Task goal
Rewrite the records starting at the line containing "Segment the wild" and ending at the line containing "Provide the mask of the wild grass.", swapping "wild grass" for "tall grass" and leaving everything else unchanged. Give only those lines.

Records supplied
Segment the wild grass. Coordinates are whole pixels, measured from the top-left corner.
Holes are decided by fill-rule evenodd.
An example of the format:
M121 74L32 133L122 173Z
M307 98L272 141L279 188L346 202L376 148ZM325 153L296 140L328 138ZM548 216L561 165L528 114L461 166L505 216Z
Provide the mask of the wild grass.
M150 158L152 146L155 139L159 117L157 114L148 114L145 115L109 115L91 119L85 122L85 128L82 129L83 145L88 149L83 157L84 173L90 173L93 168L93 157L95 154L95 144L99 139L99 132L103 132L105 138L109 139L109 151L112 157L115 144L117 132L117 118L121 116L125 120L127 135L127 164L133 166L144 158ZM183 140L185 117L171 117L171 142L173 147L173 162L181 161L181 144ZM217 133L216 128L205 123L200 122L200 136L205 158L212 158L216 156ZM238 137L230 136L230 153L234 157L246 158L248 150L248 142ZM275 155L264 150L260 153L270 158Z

* * *

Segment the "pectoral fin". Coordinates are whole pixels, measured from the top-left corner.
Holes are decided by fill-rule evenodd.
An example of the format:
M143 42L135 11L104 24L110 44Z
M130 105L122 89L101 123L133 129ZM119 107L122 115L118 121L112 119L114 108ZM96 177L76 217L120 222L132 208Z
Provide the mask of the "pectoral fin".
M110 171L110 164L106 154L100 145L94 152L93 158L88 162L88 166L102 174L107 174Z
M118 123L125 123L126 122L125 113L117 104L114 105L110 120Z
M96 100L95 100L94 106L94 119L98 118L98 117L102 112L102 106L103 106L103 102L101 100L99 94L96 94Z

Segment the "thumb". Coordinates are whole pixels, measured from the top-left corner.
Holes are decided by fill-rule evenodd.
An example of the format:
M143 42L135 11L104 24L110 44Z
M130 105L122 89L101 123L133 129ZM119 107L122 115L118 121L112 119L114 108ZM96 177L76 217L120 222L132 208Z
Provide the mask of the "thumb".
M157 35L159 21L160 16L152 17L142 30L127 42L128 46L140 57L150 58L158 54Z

* * *

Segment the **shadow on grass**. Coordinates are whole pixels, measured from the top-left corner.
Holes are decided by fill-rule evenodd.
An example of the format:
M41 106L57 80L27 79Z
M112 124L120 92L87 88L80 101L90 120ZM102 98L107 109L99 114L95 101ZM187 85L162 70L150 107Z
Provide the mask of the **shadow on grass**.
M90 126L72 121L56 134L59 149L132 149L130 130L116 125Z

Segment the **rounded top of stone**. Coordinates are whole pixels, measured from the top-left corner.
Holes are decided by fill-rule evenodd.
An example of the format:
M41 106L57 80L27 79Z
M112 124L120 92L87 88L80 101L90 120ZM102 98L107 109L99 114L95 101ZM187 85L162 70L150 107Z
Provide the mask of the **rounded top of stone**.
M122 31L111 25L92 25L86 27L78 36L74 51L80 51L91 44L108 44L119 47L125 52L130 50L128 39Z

Complete response
Segment the tall grass. Coordinates are whole pixels, measured from the top-left corner.
Holes are decided by fill-rule evenodd.
An example of the format:
M121 74L32 133L122 173Z
M307 98L272 141L279 188L346 202L376 148ZM325 153L296 140L328 138ZM548 216L561 165L528 114L461 166L505 216Z
Provide the mask of the tall grass.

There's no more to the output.